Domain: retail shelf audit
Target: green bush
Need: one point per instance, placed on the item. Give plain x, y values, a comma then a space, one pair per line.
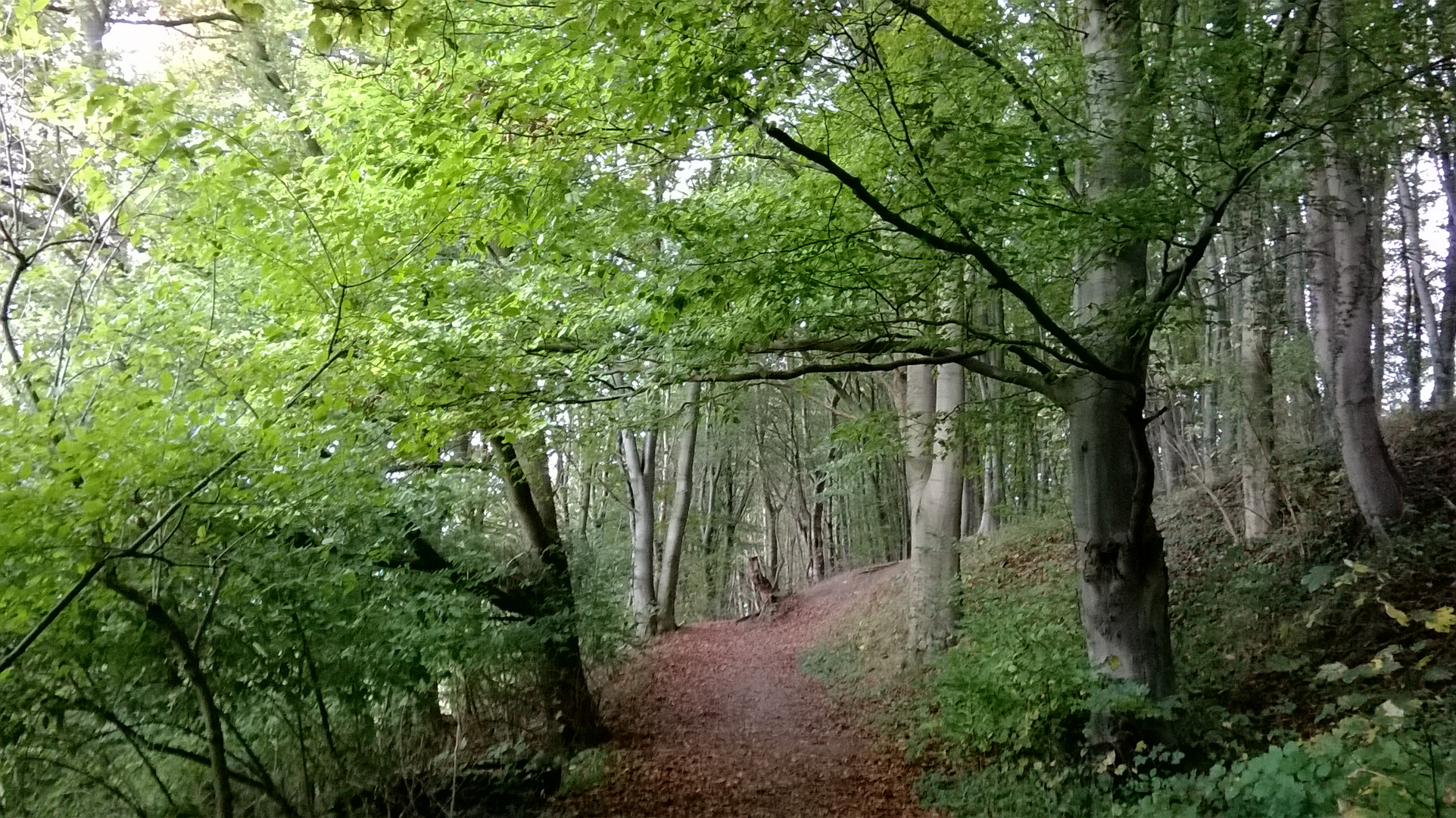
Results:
1017, 680
1366, 767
════════════════
Task to carry out
Copy every entry exactly as written. Pictures are excluded.

Written response
Domain: retail shelf audit
Target: green bush
Need: one point per instance, placed on the item. Give plain x, y values, a comma then a space, one pair per line.
Results:
1017, 680
1366, 767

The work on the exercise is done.